- **Task item A**:
In the baseball post below, transcribe the passage that begins at the words "The other team" and stops after "the game resumed.".
- **Task item B**:
Using the baseball post below, explain in one to three sentences how the narrator's son came to hit his head on the right fielder's knee.
- **Task item C**:
According to the baseball post below, what was the score in the 4th inning?
Selected text section start
Tuesday, May 5, 2009

Center Stage

Last month my family experienced a bit of medical drama. My son was playing second base during a very intense baseball game. The score was 3-2 in our favor in the 4th inning and all of us in the stands were cheering for our boys to hold their opponents back.

The other team has a great player who stepped up to bat and we were all nervous about him hitting a homerun. Instead, he hit a high pop fly between the second baseman (my son) and right field. My son backed up intending to catch it, but didn't call it out. The right fielder rushed forward with the same intention and didn't call it out. The inevitable occurred and my son fell backward and hit his head on the right fielder's knee. He got up a bit dazed but seemed to be okay. In an extaordinary feat, the right fielder actually came up with the ball and the play was saved! We groaned and then cheered in unison. The coaches ran out and asked all the right questions and my son gave all the right answers and the game resumed.

Another batter came up and popped another fly ball to my son who caught it for the third out - like a pro! The crowd was ecstatic! Then, suddenly my boy began to cry and appeared to be in distress. The coaches all ran out and talked to him but couldn't make sense of why he kept talking about what he'd forgotten.
Selected text section end
Supplied records section start
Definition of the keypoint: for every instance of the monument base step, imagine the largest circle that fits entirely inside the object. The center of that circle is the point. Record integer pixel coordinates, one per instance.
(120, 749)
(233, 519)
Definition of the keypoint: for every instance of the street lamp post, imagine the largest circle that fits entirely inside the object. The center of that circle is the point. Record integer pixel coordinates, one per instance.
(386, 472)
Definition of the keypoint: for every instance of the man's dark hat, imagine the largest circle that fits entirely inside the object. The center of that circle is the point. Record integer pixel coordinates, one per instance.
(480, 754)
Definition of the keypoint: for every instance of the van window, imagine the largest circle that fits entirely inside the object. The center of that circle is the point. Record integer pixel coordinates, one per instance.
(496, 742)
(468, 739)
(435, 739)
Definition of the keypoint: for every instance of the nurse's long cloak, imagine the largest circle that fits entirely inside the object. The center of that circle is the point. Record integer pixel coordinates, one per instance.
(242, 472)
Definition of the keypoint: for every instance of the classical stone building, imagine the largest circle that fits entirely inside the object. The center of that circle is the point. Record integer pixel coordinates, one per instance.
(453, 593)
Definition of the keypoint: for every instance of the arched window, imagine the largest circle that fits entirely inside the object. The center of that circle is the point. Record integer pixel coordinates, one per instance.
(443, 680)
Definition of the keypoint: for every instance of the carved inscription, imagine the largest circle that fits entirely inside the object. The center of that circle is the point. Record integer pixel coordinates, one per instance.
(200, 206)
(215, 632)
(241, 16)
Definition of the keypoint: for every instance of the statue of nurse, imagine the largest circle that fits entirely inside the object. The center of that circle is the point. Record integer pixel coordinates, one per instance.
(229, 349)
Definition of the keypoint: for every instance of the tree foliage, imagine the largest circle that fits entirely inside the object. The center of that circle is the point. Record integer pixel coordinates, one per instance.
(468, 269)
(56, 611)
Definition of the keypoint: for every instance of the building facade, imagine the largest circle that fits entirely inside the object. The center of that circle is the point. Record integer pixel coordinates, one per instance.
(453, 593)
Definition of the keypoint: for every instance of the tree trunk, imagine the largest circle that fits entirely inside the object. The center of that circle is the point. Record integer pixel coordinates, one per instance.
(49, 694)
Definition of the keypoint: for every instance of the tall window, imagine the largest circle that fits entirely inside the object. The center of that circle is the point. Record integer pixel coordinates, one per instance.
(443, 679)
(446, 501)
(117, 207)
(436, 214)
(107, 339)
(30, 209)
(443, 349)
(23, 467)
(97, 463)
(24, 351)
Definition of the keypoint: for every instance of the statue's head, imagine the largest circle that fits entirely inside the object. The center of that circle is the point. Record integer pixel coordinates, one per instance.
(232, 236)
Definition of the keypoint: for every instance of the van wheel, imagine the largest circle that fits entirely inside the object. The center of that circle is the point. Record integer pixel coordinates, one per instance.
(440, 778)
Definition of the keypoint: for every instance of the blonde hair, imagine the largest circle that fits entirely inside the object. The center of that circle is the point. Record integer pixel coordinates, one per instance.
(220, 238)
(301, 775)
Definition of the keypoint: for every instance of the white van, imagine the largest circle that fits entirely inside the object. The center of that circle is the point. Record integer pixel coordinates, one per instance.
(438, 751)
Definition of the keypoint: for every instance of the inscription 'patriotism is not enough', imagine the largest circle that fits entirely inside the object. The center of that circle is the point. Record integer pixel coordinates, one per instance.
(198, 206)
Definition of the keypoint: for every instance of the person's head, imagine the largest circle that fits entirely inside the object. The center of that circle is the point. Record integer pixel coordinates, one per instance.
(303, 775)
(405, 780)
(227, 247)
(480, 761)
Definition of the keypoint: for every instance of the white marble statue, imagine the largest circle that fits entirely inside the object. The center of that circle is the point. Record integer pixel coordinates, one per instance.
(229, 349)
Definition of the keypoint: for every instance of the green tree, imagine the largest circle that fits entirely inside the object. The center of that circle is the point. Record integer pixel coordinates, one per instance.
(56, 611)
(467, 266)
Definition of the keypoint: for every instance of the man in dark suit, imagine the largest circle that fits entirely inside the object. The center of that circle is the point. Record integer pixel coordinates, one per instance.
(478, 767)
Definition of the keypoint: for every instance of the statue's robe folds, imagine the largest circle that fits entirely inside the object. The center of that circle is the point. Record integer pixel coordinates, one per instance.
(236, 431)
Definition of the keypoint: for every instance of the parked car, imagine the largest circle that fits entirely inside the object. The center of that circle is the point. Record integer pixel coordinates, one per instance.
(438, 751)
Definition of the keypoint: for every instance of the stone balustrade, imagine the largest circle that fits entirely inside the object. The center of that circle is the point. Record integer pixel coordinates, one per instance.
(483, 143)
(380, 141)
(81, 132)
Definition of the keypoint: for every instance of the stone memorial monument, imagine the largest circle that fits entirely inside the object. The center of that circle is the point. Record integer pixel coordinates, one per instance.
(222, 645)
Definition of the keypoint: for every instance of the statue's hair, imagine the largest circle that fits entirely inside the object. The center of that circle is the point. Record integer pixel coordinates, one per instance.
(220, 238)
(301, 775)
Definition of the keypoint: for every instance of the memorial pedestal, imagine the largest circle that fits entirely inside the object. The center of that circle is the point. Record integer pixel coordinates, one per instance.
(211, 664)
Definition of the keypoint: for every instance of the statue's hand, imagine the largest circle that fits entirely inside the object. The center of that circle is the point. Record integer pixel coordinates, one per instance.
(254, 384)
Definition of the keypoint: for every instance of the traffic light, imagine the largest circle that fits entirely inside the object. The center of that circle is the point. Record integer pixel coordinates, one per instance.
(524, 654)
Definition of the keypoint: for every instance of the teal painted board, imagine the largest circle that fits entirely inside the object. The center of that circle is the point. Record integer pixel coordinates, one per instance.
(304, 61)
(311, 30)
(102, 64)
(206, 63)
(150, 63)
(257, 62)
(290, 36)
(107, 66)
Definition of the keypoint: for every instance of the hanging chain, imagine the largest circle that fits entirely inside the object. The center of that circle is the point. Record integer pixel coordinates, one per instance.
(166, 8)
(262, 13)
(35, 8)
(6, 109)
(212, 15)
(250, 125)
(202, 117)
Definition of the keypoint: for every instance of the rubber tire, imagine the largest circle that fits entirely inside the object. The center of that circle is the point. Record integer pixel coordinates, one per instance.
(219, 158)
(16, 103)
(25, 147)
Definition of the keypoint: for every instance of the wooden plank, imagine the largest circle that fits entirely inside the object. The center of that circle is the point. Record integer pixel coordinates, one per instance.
Supplied records section end
- **Exercise solution A**:
The other team has a great player who stepped up to bat and we were all nervous about him hitting a homerun. Instead, he hit a high pop fly between the second baseman (my son) and right field. My son backed up intending to catch it, but didn't call it out. The right fielder rushed forward with the same intention and didn't call it out. The inevitable occurred and my son fell backward and hit his head on the right fielder's knee. He got up a bit dazed but seemed to be okay. In an extaordinary feat, the right fielder actually came up with the ball and the play was saved! We groaned and then cheered in unison. The coaches ran out and asked all the right questions and my son gave all the right answers and the game resumed.

- **Exercise solution B**:
A high pop fly came down between second base and right field. The son backed up and the right fielder rushed forward, each meaning to catch it, and neither called it out. They collided, and the son fell backward onto the right fielder's knee.

- **Exercise solution C**:
It was 3-2 in favor of the narrator's team.